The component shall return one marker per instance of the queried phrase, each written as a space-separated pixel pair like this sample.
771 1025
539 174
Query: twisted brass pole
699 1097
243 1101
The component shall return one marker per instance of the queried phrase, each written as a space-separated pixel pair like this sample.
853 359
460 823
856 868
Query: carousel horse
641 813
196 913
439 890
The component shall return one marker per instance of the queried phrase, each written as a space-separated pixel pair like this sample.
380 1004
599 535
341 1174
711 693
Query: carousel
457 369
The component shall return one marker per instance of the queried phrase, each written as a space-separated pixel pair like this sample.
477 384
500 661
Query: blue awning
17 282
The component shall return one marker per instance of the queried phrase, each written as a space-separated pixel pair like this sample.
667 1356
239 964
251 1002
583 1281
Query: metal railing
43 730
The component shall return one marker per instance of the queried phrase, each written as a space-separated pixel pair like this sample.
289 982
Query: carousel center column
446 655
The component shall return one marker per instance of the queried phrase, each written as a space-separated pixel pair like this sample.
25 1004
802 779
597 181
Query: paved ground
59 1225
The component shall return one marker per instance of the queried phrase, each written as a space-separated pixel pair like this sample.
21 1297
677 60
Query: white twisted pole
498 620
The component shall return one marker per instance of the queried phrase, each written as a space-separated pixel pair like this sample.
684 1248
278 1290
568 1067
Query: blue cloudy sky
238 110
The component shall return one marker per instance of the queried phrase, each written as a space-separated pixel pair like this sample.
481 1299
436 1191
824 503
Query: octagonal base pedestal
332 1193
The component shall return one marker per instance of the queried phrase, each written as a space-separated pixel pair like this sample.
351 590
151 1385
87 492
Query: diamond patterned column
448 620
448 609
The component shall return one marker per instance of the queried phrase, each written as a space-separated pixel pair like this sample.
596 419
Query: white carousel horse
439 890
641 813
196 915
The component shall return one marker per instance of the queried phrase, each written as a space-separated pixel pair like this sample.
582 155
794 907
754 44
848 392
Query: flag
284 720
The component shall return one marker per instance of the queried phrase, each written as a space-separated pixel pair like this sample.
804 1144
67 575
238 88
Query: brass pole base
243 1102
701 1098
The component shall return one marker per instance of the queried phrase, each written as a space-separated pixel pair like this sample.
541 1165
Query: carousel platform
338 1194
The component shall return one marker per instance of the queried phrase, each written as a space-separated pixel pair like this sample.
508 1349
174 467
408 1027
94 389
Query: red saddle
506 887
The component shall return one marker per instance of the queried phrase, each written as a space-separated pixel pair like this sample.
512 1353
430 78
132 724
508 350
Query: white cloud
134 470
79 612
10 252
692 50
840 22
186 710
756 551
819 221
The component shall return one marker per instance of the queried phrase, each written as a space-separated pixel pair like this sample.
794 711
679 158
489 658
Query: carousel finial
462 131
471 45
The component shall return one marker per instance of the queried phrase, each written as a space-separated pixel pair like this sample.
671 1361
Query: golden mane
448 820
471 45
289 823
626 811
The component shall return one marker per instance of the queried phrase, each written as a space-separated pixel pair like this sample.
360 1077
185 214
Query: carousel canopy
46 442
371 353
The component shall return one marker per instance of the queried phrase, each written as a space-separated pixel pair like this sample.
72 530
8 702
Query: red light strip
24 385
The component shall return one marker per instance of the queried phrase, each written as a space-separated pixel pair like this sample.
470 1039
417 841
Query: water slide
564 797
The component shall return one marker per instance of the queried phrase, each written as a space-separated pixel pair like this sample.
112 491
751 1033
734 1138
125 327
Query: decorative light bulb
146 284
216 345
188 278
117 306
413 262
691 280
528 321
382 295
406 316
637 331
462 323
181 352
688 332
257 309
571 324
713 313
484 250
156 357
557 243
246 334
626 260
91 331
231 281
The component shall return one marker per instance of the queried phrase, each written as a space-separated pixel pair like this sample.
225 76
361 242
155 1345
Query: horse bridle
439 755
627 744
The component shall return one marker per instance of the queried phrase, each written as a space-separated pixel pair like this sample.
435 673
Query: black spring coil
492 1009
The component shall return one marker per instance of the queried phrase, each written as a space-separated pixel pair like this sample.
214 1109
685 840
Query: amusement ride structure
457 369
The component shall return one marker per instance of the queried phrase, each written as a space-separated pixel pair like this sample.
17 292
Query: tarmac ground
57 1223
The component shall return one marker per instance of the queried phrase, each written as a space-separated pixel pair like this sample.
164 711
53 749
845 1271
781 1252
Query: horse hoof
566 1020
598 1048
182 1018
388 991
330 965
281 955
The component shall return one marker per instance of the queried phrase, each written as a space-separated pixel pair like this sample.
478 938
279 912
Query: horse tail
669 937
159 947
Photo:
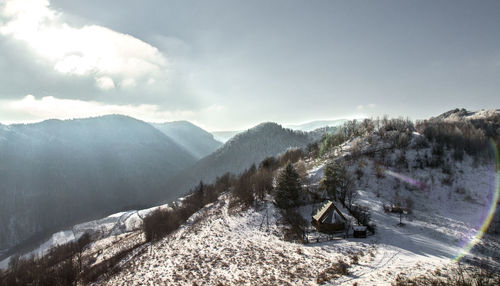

--------------------------------

THE TASK – Your answer should be a precise transcript of the entries, minus the pictures.

WRITTEN RESPONSE –
The component shall return one marker per instance of the queried phrase, each written as a space-separated pixel pair like this sample.
771 1025
539 174
Query: twisted brass pole
699 1097
243 1101
The component shall return one marker per instance of the queried phrase, each written as a space-separated pixel pair like this sample.
853 359
460 823
856 868
Query: carousel horse
641 813
196 913
439 890
The component shall return one marker per instance of the queried phrase, each written as a space-separated pixel pair like this sample.
380 1004
599 535
341 1174
711 693
Query: carousel
457 369
The component shall return one marker per instance of the queried phrase, each written as a space-separated pixel pair like this sample.
477 384
500 661
Query: blue awning
17 282
The component shall return one marker per instance of the queried phrase, each written as a space-separated pixel pair like this sample.
667 1356
239 964
251 1002
583 1281
Query: metal railing
43 730
The component shall return one marker per instance of the queried phrase, each written as a space-separated pixel pair like this sample.
289 982
Query: carousel center column
446 655
The component shall return one marker per instance of the queried phrase, each written as a space-separated pixel pair like this sample.
25 1004
802 779
597 181
Query: paved ground
59 1225
The component shall return one marker per instance of the queried phrase, each written as a space-separated pixel pair like this sample.
21 1297
677 60
Query: white twisted pole
498 620
The component shall return one marker per instance of the queried phrase, each written as a space-separated pixel pair like this sample.
684 1248
278 1290
568 1067
Query: blue cloudy sky
238 110
The component shall return one marker per instance of the queried phrase, each written as a space-separated pixel pair like this sample.
481 1299
436 1191
824 503
Query: octagonal base pedestal
332 1193
The component shall return one marker per instance of the queried phrase, each written as a space-separated pixel pair like this sample.
351 590
151 1385
87 492
Query: diamond patterned column
448 620
448 609
The component shall return one marker per instance of the queried phrase, each written as a space-separated pixel pair like this sample.
596 419
Query: white carousel horse
439 890
641 813
196 915
The component shall return one marker per instance of the queried phrase, each written as a space-separated pixel pair like this sample.
582 155
794 907
754 44
848 392
Query: flag
284 720
The component shall return one marker per instance of the queried phrase, each written as a space-separated pixel pair like this sample.
804 1144
67 575
238 88
Query: brass pole base
243 1102
701 1098
The component shall return one marker per instance of the queried phrase, each written as a space-separated pixel pair like this sample.
541 1165
Query: carousel platform
338 1194
The component shall return one marker per instance of the queried phrase, each written as a space-separated pixel pair like this sample.
508 1349
174 467
408 1027
94 389
Query: red saddle
506 887
The component shall return one marker per instance of the queried phrase, each written as a space-separated pixel pair like this sample.
512 1353
430 78
132 724
508 350
Query: white cloud
134 470
79 612
10 252
692 50
840 22
186 710
756 551
819 221
The component shall return one marker per instance of the queried phrase, each written as a space-separated pixel pair like this sample.
794 711
679 158
489 658
Query: carousel finial
462 131
471 45
The component shall return one marker per instance of the queried phrase, each written as a space-separated pixel pair like this sample.
671 1361
Query: golden mane
448 820
471 45
289 823
626 811
The component shall return one marker per instance of the queried phrase, each written as a space-separated pixel pair like this sample.
360 1077
185 214
Query: carousel canopy
46 442
371 353
The component shall return one marker per instance of the queried phrase, each written as a space-separated pixel pair like this sample.
72 530
8 702
Query: red light strip
24 385
The component shall return one marker per instance of the queried phrase, each written as a space-separated pixel pair like this sample.
470 1039
417 841
Query: water slide
564 797
The component shall return one marker per instance of the queried phrase, each written as a space-separated pixel pair like this sample.
112 491
751 1033
734 1138
125 327
Query: decorative light bulb
146 284
216 345
188 278
117 306
413 262
691 280
528 321
382 295
406 316
637 331
462 323
181 352
688 332
257 309
571 324
713 313
484 250
156 357
557 243
246 334
626 260
91 331
231 281
The component shall return one marker per instance of the queried phrase, each written as a space-separated pixel pair like this sample.
225 76
361 242
155 1345
Query: horse bridle
439 755
627 744
The component shall return one marker per instance of the queried phrase, each written as a space-separated pixel pair like this sample.
435 673
Query: black spring coil
492 1009
The component shall return one marker per instance of the queried phrase, each written as a space-separated pixel pair like this sample.
214 1109
685 840
Query: amusement ride structure
457 369
The component shall return one marker per instance of the queried phrase, each written as a space-separated pixel pair like this sample.
17 292
Query: tarmac ground
57 1223
The component shall return one marker per instance of the queried phrase, each written as a space-separated pixel pair like this sample.
164 711
53 749
845 1271
781 1252
Query: horse hoof
566 1020
598 1048
182 1018
388 991
330 965
281 955
The component shall return one marker per instance of the queried phrase, each written as a space-separated pixel pair like this sample.
478 938
279 912
Query: horse tail
669 937
159 947
Photo:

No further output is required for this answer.